- **Tugas yang Diberikan**: Berapa banyak baris dalam catatan di bawah ini yang memuat kata "crystal"? Jawab hanya dengan angkanya.

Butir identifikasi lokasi
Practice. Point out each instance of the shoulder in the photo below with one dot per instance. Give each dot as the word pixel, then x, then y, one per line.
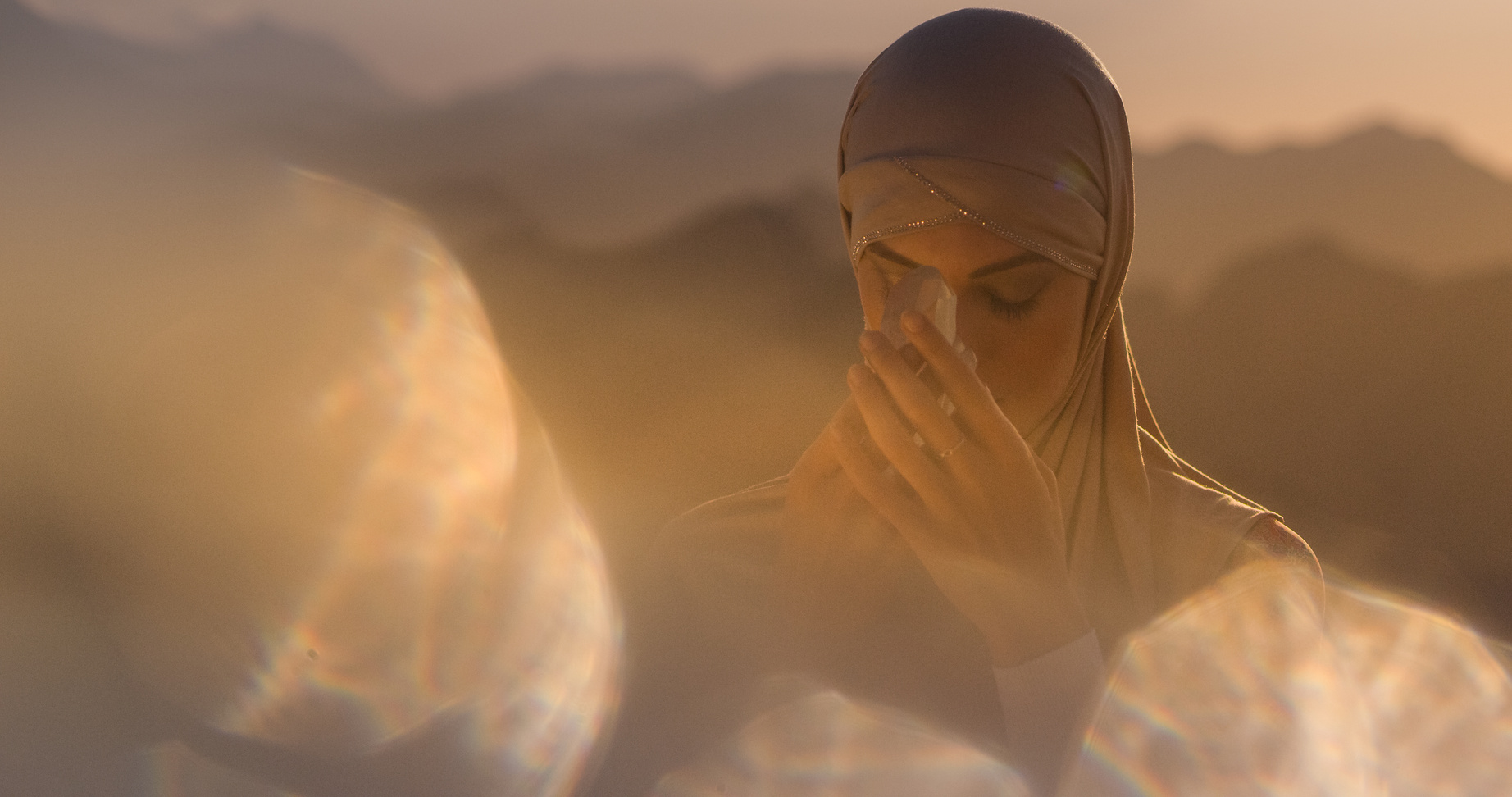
pixel 725 546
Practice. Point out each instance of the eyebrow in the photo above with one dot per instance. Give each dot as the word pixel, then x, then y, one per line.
pixel 991 268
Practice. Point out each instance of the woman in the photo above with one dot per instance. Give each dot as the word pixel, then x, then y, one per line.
pixel 980 578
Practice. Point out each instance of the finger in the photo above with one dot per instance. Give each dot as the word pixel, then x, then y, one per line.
pixel 978 410
pixel 913 398
pixel 891 436
pixel 867 472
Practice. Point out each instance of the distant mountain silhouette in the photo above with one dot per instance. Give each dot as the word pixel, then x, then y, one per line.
pixel 613 156
pixel 250 71
pixel 1376 191
pixel 1320 327
pixel 1370 408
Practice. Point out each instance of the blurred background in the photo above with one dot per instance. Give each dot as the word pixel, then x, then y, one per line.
pixel 644 194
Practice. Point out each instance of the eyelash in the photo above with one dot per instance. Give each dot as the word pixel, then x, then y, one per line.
pixel 1012 309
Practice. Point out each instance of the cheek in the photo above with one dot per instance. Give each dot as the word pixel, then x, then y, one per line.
pixel 872 295
pixel 1026 362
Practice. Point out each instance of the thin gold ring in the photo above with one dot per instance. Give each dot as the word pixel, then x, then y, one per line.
pixel 947 453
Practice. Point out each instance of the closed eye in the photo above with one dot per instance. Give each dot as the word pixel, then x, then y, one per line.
pixel 1010 311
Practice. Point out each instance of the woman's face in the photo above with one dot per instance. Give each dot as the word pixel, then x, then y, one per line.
pixel 1019 312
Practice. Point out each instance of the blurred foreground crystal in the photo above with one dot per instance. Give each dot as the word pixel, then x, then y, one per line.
pixel 829 746
pixel 1266 684
pixel 306 499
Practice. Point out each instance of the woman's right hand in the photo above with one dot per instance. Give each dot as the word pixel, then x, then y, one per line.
pixel 838 558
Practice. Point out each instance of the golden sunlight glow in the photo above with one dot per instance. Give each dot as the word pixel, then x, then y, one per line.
pixel 1264 684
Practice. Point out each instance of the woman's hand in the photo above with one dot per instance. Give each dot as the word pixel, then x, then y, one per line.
pixel 976 504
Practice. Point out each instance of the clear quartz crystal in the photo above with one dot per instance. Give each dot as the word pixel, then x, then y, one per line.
pixel 924 289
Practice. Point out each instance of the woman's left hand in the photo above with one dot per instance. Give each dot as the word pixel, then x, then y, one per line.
pixel 976 504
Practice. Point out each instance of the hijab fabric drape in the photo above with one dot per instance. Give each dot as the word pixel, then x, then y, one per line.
pixel 1008 121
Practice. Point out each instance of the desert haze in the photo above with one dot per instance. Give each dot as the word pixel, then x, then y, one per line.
pixel 1323 329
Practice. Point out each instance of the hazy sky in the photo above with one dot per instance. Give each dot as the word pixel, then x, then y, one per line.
pixel 1248 71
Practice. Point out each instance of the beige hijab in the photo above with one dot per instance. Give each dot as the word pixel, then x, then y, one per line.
pixel 1008 121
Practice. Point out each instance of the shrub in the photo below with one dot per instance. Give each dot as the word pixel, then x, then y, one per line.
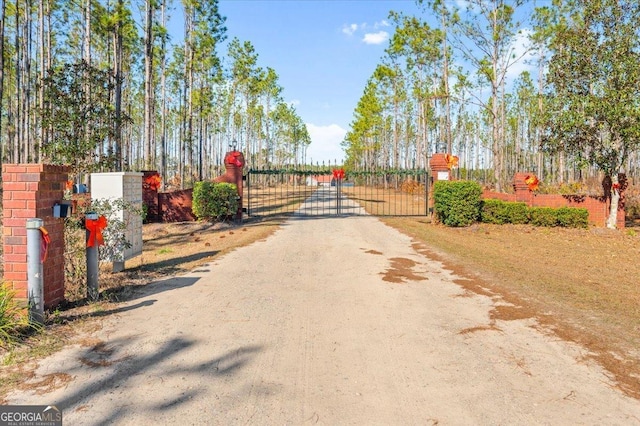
pixel 214 201
pixel 517 213
pixel 543 216
pixel 572 217
pixel 491 211
pixel 457 203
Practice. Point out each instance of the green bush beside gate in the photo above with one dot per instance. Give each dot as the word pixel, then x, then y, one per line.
pixel 457 203
pixel 214 201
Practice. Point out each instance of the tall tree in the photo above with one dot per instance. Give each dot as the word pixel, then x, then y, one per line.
pixel 592 105
pixel 487 36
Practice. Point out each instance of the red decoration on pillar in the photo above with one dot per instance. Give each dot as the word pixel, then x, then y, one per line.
pixel 532 182
pixel 95 228
pixel 44 244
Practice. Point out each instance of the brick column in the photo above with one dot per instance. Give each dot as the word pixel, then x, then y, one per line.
pixel 30 191
pixel 150 196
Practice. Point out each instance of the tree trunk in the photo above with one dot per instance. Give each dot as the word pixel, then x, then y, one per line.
pixel 163 118
pixel 3 7
pixel 612 220
pixel 117 57
pixel 148 86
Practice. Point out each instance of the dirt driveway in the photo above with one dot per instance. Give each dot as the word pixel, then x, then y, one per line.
pixel 328 321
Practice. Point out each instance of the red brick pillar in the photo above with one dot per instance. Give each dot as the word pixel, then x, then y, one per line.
pixel 523 194
pixel 439 167
pixel 234 163
pixel 30 191
pixel 150 194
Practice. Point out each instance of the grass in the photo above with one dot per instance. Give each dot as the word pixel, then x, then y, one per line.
pixel 14 319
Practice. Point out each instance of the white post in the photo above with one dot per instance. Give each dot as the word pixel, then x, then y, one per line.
pixel 35 286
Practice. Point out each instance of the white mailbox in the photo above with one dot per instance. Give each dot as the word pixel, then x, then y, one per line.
pixel 128 187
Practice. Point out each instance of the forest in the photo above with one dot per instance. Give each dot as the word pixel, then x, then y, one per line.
pixel 452 81
pixel 85 83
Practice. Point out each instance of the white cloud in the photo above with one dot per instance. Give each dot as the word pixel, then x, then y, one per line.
pixel 325 143
pixel 376 38
pixel 520 50
pixel 350 29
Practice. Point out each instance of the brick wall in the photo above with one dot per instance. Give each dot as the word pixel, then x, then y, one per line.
pixel 598 207
pixel 176 206
pixel 150 197
pixel 30 191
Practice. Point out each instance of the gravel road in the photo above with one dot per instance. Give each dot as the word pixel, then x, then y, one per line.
pixel 333 321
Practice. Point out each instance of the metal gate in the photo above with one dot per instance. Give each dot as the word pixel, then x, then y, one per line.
pixel 304 192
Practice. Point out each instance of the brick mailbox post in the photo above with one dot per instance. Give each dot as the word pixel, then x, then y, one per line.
pixel 31 191
pixel 233 163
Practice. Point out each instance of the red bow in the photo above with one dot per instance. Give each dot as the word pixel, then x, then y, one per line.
pixel 95 227
pixel 452 161
pixel 44 244
pixel 532 182
pixel 153 181
pixel 233 159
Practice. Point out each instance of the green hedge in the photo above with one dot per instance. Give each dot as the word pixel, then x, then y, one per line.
pixel 457 203
pixel 214 201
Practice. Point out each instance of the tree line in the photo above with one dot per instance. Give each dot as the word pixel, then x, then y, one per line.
pixel 86 83
pixel 449 82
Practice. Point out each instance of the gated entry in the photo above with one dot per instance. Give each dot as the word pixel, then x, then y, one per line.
pixel 318 193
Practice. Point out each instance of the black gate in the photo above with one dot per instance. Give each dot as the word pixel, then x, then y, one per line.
pixel 323 193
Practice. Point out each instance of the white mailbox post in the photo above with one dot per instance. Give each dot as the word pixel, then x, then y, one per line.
pixel 127 186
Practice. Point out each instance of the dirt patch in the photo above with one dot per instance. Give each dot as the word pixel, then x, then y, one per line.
pixel 401 271
pixel 580 285
pixel 373 252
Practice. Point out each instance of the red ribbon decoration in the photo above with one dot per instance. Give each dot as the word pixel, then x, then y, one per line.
pixel 233 159
pixel 95 228
pixel 44 244
pixel 532 182
pixel 153 181
pixel 452 161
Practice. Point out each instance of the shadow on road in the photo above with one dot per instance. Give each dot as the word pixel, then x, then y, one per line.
pixel 129 367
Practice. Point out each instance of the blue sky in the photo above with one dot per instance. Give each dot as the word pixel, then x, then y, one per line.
pixel 323 51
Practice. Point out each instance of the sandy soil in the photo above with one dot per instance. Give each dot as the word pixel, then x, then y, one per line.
pixel 327 321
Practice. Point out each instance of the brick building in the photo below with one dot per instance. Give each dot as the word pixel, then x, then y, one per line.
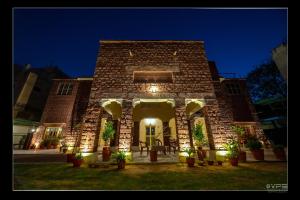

- **Jawaban yang Benar**: 2